(Entries for pointing at named objects)
****************

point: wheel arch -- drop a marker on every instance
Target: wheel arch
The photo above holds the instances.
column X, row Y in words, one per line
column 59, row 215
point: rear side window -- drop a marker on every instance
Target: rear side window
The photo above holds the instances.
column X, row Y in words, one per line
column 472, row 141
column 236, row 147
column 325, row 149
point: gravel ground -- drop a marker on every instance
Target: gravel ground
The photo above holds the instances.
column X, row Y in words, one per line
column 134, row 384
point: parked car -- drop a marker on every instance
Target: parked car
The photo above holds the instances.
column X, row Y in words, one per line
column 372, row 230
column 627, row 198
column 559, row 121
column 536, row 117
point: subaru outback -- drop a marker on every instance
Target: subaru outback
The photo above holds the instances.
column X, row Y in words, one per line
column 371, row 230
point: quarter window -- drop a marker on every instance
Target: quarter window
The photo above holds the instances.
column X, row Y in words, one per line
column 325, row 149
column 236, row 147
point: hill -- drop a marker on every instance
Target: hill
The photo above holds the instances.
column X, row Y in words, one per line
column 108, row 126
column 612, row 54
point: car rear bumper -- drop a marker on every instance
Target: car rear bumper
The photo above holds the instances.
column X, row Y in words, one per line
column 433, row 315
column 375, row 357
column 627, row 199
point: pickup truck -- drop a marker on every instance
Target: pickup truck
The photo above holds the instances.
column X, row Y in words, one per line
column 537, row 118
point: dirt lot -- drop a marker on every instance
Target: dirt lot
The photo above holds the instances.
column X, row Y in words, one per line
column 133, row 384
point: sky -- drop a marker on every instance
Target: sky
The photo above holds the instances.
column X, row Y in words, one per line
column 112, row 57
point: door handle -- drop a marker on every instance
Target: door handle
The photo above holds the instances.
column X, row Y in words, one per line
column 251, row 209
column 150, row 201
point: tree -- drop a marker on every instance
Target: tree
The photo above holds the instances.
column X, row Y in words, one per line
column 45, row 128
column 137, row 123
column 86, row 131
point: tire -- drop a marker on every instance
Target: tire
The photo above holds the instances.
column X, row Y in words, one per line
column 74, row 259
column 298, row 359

****************

* OBJECTIVE *
Convert every line of the entries above into a Markdown table with two columns, Row and Line, numbering each row and omitting blank lines.

* CORRECT RESPONSE *
| Row | Line |
|---|---|
| 1 | point: wheel arch -- drop a marker on every instance |
| 2 | Target: wheel arch |
| 3 | The photo above holds the instances. |
| 4 | column X, row Y in words, one per line |
| 5 | column 59, row 215 |
| 6 | point: rear side window -- drop a marker on every instance |
| 7 | Target: rear side window |
| 8 | The photo above holds the instances. |
| 9 | column X, row Y in words, one per line |
| 10 | column 472, row 141 |
| 11 | column 236, row 147 |
| 12 | column 325, row 149 |
| 13 | point: gravel ground -- drop a marker on every instance |
| 14 | Target: gravel ground |
| 15 | The photo above holds the instances. |
| 16 | column X, row Y in words, one per line |
| 17 | column 134, row 384 |
| 18 | point: parked car -- drop a marker on every instance |
| 19 | Target: parked car |
| 20 | The photo above holds the instances. |
| 21 | column X, row Y in words, one per line |
| 22 | column 372, row 230 |
| 23 | column 627, row 198 |
| 24 | column 559, row 121 |
| 25 | column 536, row 117 |
| 26 | point: subaru outback -- drop a marker on every instance |
| 27 | Target: subaru outback |
| 28 | The photo above holds the instances. |
| 29 | column X, row Y in words, one per line |
| 30 | column 371, row 230 |
| 31 | point: quarter window -- drop a marker on every instance |
| 32 | Target: quarter window |
| 33 | The photo above holds the instances. |
| 34 | column X, row Y in words, one per line |
| 35 | column 325, row 149 |
| 36 | column 236, row 147 |
| 37 | point: hill -- drop a marker on every instance |
| 38 | Target: hill |
| 39 | The photo above holds the instances. |
| 40 | column X, row Y in words, one per line |
| 41 | column 108, row 126 |
| 42 | column 612, row 54 |
| 43 | point: car rear bumper -- drop a marker on every instance |
| 44 | Target: car rear bumper |
| 45 | The photo above holds the instances. |
| 46 | column X, row Y in words, one per line |
| 47 | column 433, row 315 |
| 48 | column 375, row 357 |
| 49 | column 627, row 199 |
| 50 | point: pickup truck -- drop a marker on every instance |
| 51 | Target: pickup truck |
| 52 | The photo above holds the instances. |
| 53 | column X, row Y in words, one per line |
| 54 | column 537, row 118 |
| 55 | point: dirt lot -- drop a marker on every instance |
| 56 | Target: dirt lot |
| 57 | The photo above holds the instances. |
| 58 | column X, row Y in words, one per line |
| 59 | column 133, row 384 |
| 60 | point: sky -- drop a marker on every instance |
| 61 | Target: sky |
| 62 | The photo above holds the instances. |
| 63 | column X, row Y in words, one per line |
| 64 | column 112, row 57 |
| 65 | point: door handle -- drop a marker on every instance |
| 66 | Target: door handle |
| 67 | The photo above holds the instances. |
| 68 | column X, row Y in words, one per line |
| 69 | column 251, row 209 |
| 70 | column 150, row 201 |
| 71 | point: tree -- drop a marker on every instance |
| 72 | Target: tree |
| 73 | The photo above holds the instances. |
| 74 | column X, row Y in words, one per line |
| 75 | column 45, row 128 |
| 76 | column 137, row 123 |
| 77 | column 86, row 131 |
| 78 | point: tire -- drop a marker on every instance |
| 79 | Target: tire |
| 80 | The photo above holds the instances. |
| 81 | column X, row Y in words, one per line |
| 82 | column 74, row 259 |
| 83 | column 298, row 359 |